Copy out the data below word for word, starting at the line that contains "Reviewer note: check that each instance of the side window in" and ending with the last line of the data.
————
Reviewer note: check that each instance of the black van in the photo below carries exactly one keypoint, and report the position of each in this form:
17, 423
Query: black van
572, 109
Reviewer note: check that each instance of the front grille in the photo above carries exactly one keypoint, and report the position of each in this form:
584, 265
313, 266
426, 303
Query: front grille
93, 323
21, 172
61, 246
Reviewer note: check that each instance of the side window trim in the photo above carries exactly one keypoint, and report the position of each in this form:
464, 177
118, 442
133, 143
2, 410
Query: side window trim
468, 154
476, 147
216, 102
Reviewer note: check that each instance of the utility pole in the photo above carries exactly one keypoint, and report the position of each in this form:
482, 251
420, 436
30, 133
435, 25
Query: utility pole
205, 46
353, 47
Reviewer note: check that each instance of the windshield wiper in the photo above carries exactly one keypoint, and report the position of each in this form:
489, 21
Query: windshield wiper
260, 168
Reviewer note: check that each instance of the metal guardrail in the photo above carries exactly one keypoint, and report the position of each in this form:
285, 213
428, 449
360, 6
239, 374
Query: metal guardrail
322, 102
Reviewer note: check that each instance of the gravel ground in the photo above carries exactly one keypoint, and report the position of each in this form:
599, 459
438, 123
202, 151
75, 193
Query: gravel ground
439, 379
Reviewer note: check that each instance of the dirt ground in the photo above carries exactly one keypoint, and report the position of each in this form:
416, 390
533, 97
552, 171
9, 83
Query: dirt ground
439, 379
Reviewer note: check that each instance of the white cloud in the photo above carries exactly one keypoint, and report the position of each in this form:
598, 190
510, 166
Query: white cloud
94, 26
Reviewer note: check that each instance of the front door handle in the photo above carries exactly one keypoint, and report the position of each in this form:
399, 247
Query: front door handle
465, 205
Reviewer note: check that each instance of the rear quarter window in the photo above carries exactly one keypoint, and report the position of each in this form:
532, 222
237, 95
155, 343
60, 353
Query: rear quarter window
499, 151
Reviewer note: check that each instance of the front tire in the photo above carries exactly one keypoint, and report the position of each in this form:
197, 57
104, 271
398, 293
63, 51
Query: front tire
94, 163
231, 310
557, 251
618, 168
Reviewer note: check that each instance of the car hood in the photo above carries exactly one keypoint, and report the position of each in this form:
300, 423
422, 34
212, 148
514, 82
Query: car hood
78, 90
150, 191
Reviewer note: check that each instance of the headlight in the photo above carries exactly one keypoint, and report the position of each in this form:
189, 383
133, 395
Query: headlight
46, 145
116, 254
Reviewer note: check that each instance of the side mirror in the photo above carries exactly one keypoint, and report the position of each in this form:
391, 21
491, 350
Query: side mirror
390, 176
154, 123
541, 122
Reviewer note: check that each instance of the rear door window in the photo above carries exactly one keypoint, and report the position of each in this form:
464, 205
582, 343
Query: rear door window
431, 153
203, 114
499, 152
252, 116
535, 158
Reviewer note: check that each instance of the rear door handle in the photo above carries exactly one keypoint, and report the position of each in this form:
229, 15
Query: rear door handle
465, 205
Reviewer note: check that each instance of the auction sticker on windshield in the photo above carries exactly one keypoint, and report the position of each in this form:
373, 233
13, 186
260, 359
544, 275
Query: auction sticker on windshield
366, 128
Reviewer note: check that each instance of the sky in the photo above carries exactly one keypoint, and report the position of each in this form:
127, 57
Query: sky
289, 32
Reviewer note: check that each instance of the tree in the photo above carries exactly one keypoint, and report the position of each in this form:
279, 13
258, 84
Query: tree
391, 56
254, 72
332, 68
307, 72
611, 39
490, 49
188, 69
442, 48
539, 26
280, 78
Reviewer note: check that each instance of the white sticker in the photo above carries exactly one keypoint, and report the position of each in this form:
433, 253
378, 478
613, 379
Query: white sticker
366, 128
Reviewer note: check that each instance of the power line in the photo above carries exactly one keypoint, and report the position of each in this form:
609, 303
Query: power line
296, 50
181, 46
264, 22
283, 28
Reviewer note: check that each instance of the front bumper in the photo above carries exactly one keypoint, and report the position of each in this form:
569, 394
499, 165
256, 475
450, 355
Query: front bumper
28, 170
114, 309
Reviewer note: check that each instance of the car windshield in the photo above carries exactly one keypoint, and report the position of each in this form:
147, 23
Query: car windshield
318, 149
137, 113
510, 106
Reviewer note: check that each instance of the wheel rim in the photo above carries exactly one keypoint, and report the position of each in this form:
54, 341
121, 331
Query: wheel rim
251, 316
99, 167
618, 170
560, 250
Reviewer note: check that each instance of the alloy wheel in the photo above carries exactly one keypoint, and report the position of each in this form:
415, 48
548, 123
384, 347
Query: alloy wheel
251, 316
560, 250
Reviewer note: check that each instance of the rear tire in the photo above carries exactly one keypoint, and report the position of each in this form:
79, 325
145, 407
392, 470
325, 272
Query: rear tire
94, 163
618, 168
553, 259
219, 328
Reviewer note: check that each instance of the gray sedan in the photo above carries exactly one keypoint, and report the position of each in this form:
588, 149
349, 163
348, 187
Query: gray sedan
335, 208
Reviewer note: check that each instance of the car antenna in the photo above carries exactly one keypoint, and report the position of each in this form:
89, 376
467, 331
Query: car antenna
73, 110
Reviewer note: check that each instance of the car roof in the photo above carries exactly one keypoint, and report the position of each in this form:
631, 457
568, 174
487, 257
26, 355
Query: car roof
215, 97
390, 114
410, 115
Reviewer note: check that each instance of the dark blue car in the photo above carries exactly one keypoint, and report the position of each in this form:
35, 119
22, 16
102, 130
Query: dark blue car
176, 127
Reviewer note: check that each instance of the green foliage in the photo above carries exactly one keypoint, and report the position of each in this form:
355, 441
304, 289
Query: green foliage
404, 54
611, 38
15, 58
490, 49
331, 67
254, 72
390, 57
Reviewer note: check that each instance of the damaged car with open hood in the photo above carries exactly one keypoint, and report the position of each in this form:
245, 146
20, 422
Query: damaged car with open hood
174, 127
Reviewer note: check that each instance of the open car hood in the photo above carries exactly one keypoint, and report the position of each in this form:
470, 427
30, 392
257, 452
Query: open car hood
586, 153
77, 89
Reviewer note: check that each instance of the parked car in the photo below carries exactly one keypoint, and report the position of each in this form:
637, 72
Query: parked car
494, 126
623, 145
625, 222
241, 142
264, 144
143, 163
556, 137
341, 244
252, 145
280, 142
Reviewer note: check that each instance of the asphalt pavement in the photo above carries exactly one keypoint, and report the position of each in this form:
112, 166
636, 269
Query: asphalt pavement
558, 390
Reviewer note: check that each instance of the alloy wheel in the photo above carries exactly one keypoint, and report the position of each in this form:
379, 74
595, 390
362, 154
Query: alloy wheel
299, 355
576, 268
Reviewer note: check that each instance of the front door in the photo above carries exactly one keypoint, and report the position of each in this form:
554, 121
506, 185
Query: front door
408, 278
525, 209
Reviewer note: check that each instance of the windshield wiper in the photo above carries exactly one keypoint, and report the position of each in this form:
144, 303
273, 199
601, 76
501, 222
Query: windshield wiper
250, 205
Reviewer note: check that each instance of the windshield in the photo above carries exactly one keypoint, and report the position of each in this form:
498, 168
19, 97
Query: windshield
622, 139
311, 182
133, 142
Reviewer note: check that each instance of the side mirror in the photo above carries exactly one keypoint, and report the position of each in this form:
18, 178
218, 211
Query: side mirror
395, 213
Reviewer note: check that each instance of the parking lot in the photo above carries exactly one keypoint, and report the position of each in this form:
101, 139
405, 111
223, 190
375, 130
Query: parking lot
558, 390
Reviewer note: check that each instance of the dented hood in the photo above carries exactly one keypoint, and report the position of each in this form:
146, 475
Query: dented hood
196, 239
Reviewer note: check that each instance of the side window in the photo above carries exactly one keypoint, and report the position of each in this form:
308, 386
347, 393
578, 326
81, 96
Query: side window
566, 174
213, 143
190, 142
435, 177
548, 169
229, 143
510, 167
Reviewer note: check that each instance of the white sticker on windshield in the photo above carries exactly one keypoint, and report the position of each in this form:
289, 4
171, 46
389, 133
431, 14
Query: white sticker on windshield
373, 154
————
▸ **Right answer**
Reviewer note: check that each instance of the side window in the photo above carries exactly one keypoint, and report the position of each in this form:
308, 386
347, 393
578, 326
81, 96
Query: side window
566, 174
213, 143
190, 142
435, 177
548, 169
229, 143
510, 167
Reviewer note: check that each instance of the white sticker on windshield in the photo above carries exactly one keypoint, and report the position of each in this form:
289, 4
171, 46
389, 133
431, 14
Query: white sticker on windshield
373, 154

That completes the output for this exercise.